== Supplied material

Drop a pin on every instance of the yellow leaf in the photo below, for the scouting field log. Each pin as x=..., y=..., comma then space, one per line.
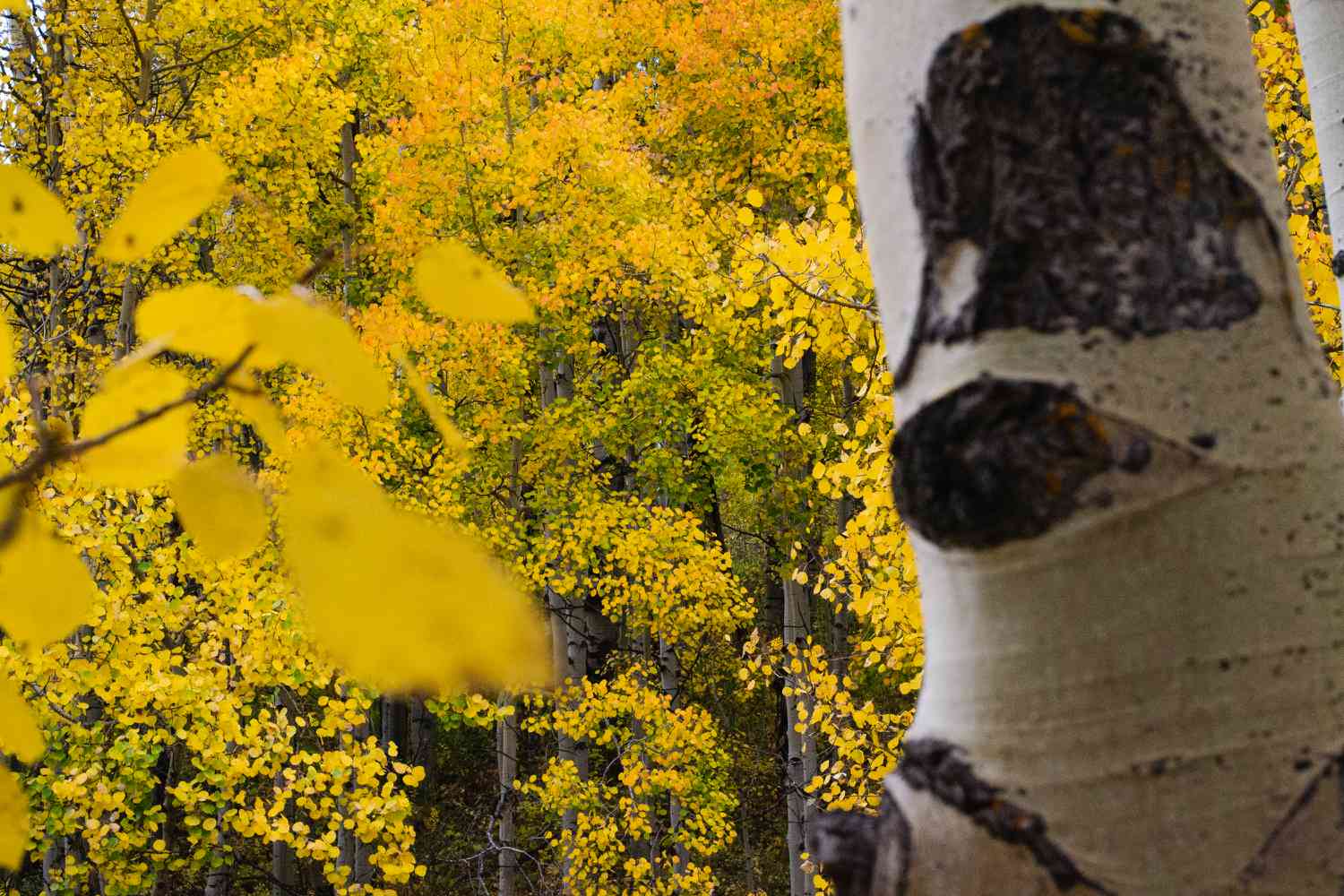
x=220, y=506
x=445, y=614
x=13, y=821
x=198, y=319
x=19, y=732
x=48, y=589
x=31, y=218
x=148, y=452
x=454, y=282
x=446, y=432
x=177, y=191
x=289, y=330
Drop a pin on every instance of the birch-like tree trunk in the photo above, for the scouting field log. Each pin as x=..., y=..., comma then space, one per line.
x=505, y=750
x=569, y=624
x=1117, y=452
x=801, y=766
x=1320, y=34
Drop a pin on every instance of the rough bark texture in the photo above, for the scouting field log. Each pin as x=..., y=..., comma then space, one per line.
x=1320, y=32
x=1042, y=128
x=1117, y=452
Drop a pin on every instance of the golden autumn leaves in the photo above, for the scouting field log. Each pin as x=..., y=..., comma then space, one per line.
x=400, y=600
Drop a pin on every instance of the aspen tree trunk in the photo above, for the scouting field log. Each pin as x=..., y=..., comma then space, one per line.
x=505, y=748
x=669, y=681
x=801, y=766
x=1117, y=452
x=220, y=882
x=132, y=290
x=1320, y=34
x=352, y=850
x=841, y=616
x=349, y=158
x=569, y=622
x=284, y=861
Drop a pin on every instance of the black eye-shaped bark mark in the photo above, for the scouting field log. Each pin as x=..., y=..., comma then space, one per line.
x=1064, y=183
x=938, y=767
x=996, y=461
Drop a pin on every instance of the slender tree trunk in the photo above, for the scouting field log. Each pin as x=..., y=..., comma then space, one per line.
x=354, y=852
x=801, y=766
x=132, y=290
x=1320, y=34
x=841, y=616
x=669, y=681
x=505, y=751
x=220, y=880
x=569, y=625
x=1117, y=452
x=422, y=728
x=349, y=159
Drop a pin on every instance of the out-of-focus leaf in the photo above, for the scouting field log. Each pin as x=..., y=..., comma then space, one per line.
x=144, y=454
x=220, y=506
x=31, y=218
x=290, y=330
x=445, y=616
x=454, y=282
x=48, y=591
x=177, y=191
x=198, y=319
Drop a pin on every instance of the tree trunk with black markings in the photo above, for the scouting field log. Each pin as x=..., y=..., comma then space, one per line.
x=1117, y=452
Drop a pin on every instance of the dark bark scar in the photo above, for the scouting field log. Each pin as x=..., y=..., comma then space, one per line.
x=938, y=769
x=1064, y=185
x=996, y=461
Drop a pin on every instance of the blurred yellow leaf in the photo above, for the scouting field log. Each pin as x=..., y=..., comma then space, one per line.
x=446, y=432
x=13, y=821
x=289, y=330
x=220, y=506
x=198, y=319
x=148, y=452
x=177, y=191
x=445, y=616
x=31, y=218
x=19, y=732
x=454, y=282
x=48, y=589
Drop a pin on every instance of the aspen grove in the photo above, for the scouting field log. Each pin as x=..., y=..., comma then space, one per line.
x=449, y=447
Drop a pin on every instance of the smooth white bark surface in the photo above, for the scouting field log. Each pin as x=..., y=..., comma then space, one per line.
x=1161, y=678
x=1320, y=32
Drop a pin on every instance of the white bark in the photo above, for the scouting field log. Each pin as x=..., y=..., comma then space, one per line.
x=796, y=629
x=1152, y=684
x=1320, y=34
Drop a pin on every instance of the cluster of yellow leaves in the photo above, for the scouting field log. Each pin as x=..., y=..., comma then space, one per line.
x=1300, y=167
x=343, y=538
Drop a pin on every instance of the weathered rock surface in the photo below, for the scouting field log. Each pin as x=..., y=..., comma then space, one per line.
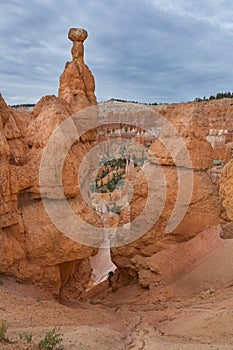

====

- **Task brief**: Set out all the rows above as a Markdown table with the columns No. and Line, numbering each line and skipping blank lines. Leave the pictures out of the table.

- **Response below**:
| No. | Line |
|---|---|
| 1 | Drop a pin on every instance of the yellow leaf in the photo below, for the scouting field log. Each pin as x=..., y=..., comma then space, one per line. |
| 2 | x=220, y=506 |
| 3 | x=445, y=614 |
| 4 | x=13, y=821 |
| 5 | x=198, y=319 |
| 6 | x=19, y=732 |
| 7 | x=48, y=589 |
| 8 | x=31, y=218 |
| 9 | x=148, y=452 |
| 10 | x=454, y=282 |
| 11 | x=446, y=432 |
| 12 | x=177, y=191 |
| 13 | x=289, y=330 |
| 14 | Drop a pin on every instance of the birch-like tree trunk in the photo above, for the scouting field log. Each pin as x=..., y=..., comma then space, one per line. |
| 15 | x=505, y=750 |
| 16 | x=569, y=624 |
| 17 | x=1117, y=452 |
| 18 | x=801, y=766 |
| 19 | x=1320, y=34 |
| 20 | Drop a pin on every instance of the rough bark texture in the photo above, for the scouting field log. Each pin as x=..., y=..., comma then space, one per line. |
| 21 | x=1320, y=32 |
| 22 | x=1042, y=128 |
| 23 | x=1117, y=452 |
| 24 | Drop a pin on every instance of the golden autumn leaves in the photo above, for the scouting field log. Each pin as x=..., y=..., comma then space, one per line. |
| 25 | x=400, y=600 |
| 26 | Drop a pin on every instance of the aspen tree trunk in the photo above, for the scouting field log. Each pin as x=..., y=..., comma then space, one per line. |
| 27 | x=505, y=748 |
| 28 | x=669, y=681 |
| 29 | x=801, y=766 |
| 30 | x=1117, y=452 |
| 31 | x=220, y=882 |
| 32 | x=132, y=290 |
| 33 | x=1320, y=34 |
| 34 | x=352, y=850 |
| 35 | x=841, y=616 |
| 36 | x=349, y=158 |
| 37 | x=569, y=622 |
| 38 | x=284, y=861 |
| 39 | Drop a pin on every instance of the black eye-shaped bark mark in the photo above, for the scouting field log. Each pin as x=..., y=..., comma then space, one per line. |
| 40 | x=1064, y=183 |
| 41 | x=938, y=767 |
| 42 | x=996, y=461 |
| 43 | Drop a pin on every instance of the slender tree trunk in the photo above, for the scouting field log. Each pin as x=..., y=..., comma then space, one per line. |
| 44 | x=354, y=852 |
| 45 | x=801, y=766 |
| 46 | x=132, y=290 |
| 47 | x=1320, y=34 |
| 48 | x=841, y=616 |
| 49 | x=669, y=681 |
| 50 | x=505, y=751 |
| 51 | x=220, y=880 |
| 52 | x=569, y=625 |
| 53 | x=1117, y=452 |
| 54 | x=422, y=728 |
| 55 | x=349, y=159 |
| 56 | Drop a pin on every instance of the out-of-focus leaf in the photo above, for the scouting field log. Each pin as x=..., y=..., comma then space, one per line. |
| 57 | x=144, y=454 |
| 58 | x=220, y=506 |
| 59 | x=31, y=218 |
| 60 | x=290, y=330 |
| 61 | x=445, y=616 |
| 62 | x=454, y=282 |
| 63 | x=48, y=591 |
| 64 | x=177, y=191 |
| 65 | x=198, y=319 |
| 66 | Drop a pin on every instance of the tree trunk with black markings in the photo above, for the scouting field log. Each pin as x=..., y=..., comma then space, one per line. |
| 67 | x=1117, y=452 |
| 68 | Drop a pin on every instance of the dark bark scar in the photo above, for the scouting field log. Each pin as x=..., y=..., comma then space, one per line. |
| 69 | x=938, y=769 |
| 70 | x=1064, y=185 |
| 71 | x=996, y=461 |
| 72 | Drop a pin on every instance of the blurred yellow leaf in the photo above, for the scouting field log. Each pin as x=..., y=..., comma then space, one per line. |
| 73 | x=446, y=432 |
| 74 | x=13, y=821 |
| 75 | x=289, y=330 |
| 76 | x=220, y=506 |
| 77 | x=198, y=319 |
| 78 | x=148, y=452 |
| 79 | x=177, y=191 |
| 80 | x=445, y=616 |
| 81 | x=31, y=218 |
| 82 | x=19, y=732 |
| 83 | x=454, y=282 |
| 84 | x=48, y=589 |
| 85 | Drop a pin on every instance of the aspen grove in the photo above, for the scouting field log. Each pin as x=..., y=..., comma then space, one per line. |
| 86 | x=449, y=447 |
| 87 | Drop a pin on every instance of the smooth white bark surface in the photo above, for the scouting field log. Each pin as x=..., y=..., comma then space, one per line. |
| 88 | x=1161, y=678 |
| 89 | x=1320, y=32 |
| 90 | Drop a pin on every instance of the white bark in the photo above, for the scouting field log. Each pin as x=..., y=..., comma then space, one per line. |
| 91 | x=796, y=629 |
| 92 | x=1152, y=684 |
| 93 | x=1320, y=34 |
| 94 | Drop a pin on every instance of the cluster of yellow leaves in the photo above, for the scouting field log. Each pin as x=..., y=..., comma then space, one per line. |
| 95 | x=1300, y=167 |
| 96 | x=343, y=538 |
| 97 | Drop a pin on every instance of the weathered rock surface in the photo below, for the scouting field log. Each pin as x=..., y=..., comma then space, one per line. |